__TEXTE PROPOSÉ__
━━━

La sculpture abîmée en relief mural du Bouddha couché du Tep Pranam (pas facile à voir, petit indice la tête est sur la gauche)

      Ce n’est pas encore midi que la chaleur lourde et suffocante s’est installée. C’est comme le souffle d’un four où les selles des bicyclettes sont des petites planchas. Nous donnons quelques coups de pédales, nous nous arrêtons dans une petite cabane en bord de chemin pour un pique-nique bien mérité. L’ananas acheté est délicieux, accompagne nos tartines de miel. Par la fenêtre, de l’autre côté du chemin, nous apercevons des singes qui passent. Si nous mangeons plus tôt, c’est aussi pour profiter ensuite de la pause du midi des autres. La pause terminée, nous visitons des vieilles pierres d’un petit ensemble effondré, oublié de la masse, exceptées des broussailles. Après les petites arches du Spean Thmor, nous faisons rapidement une nouvelle halte à Thommanon, qui est un agencement de petits corps de bâtiments aux sculptures toujours aussi étonnantes (certaines sont rénovées). Nous ne nous lassons pas d’entrer délicatement à l’intérieur de ces lieux d’histoires, d’où on croit entendre les susurres de prières inconnues. Le soleil à son zénith laisse à merveille filtrer sa lumière aurifère dans les pénombres des bâtisses. De nôtre côté, assis à l’ombre sans personnes d’autres autour, nous nous émerveillons de telles formes données aux pierres par les mains des sculpteurs.

━━━

__SECTION DES DONNÉES__
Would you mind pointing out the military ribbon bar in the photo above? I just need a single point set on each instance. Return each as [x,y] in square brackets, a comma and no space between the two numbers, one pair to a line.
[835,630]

━━━

__CONSIGNES__
1/ Dans le récit de l'excursion à vélo parmi les temples, qu'aperçoivent les voyageurs par la fenêtre de la cabane ?
2/ D'après le récit de l'excursion à vélo parmi les temples, dites si chaque affirmation est exacte, en citant les mots décisifs du texte.
(a) Les voyageurs s'arrêtent dans une cabane au bord du chemin pour pique-niquer.
(b) Aucune des sculptures de Thommanon n'a été rénovée.
(c) Les voyageurs mangent tard pour éviter les autres visiteurs.
3/ Poursuivez le récit de l'excursion à vélo parmi les temples à partir de sa dernière phrase.

__CORRIGÉS__
1/ Des singes qui passent, de l'autre côté du chemin.

2/
(a) Oui : « nous nous arrêtons dans une petite cabane en bord de chemin pour un pique-nique bien mérité ».
(b) Non : « (certaines sont rénovées) ».
(c) Non : « Si nous mangeons plus tôt, c’est aussi pour profiter ensuite de la pause du midi des autres. »

3/
_

Ta Prohm

          En poursuivant par des chemins de traverses, l’avantage du vélo, sur des pistes sablonneuses, à l’ombre des feuillages, nous arrivons à Ta Prohm. Le temple attire les foules, ici les arbres sont semblables à des calamars géants s’évanouissant du ciel dont les tentacules s’enroulent dans un mouvement figé autour des monuments. A croire que les ceiba pentandra, déjà capables de hauteurs pouvant atteindre les 40-60 mètres, cherchent à se tenir debout sur les toits des bâtisses afin de conserver un superbe point de vue sur le royaume dont ils sont les vieux gardiens. Ce mariage entre la pierre sculptée et le végétal est ébahissant, où a commencé l’impulsion des racines de ces géants ? Qu’importe la moulure ou l’art architectonique, la Nature regagne son espace perdu en poussant indifféremment les pierres. De ses multiples racines, elle referme sur certaines entrées sa toile arachnéenne – que l’Homme empêchera. Angkor au jour de sa re-découverte en 1860 par le naturaliste Henri Mouhot devait être irréelle (bien que le premier écrit européen à propos du lieu date du XIIIème siècle par un moine portugais et le premier plan dessiné par un moine japonais au XVIIème). Si on pourrait de prime abord penser à un duel entre les arbres et les bâtisses, il n’en est rien. En échange d’une assise, les ceiba pentandra offrent une ombre bienvenue aux façades inondées de soleil. Parfois le mauvais état des monuments est tel que les blocs au sols passent pour un jeu de kapla éparpillé. Puis nous visitons Banteay Kdei où nous retrouvons la quiétude du silence, le lieu est inexplicablement délaissé par les groupes de touristes. A notre plus grand bonheur. Il est vrai qu’il est un peu bossu, les âges ont travaillé l’aplomb des murs. Nous prenons le temps de nous rafraîchir d’ombre tant la chaleur nous diminue. La beauté des sculptures murales sont un jeu entre colonnades ciselées et fioritures bordant les apsaras. Le temps perd sa mesure tant nous nous émerveillons du spectacle. La danse, quels étaient ses mouvements et sa musique? Que devait-être la vie dans ces enceintes ? Quand en sera-t-il de même pour nos lieux communs ?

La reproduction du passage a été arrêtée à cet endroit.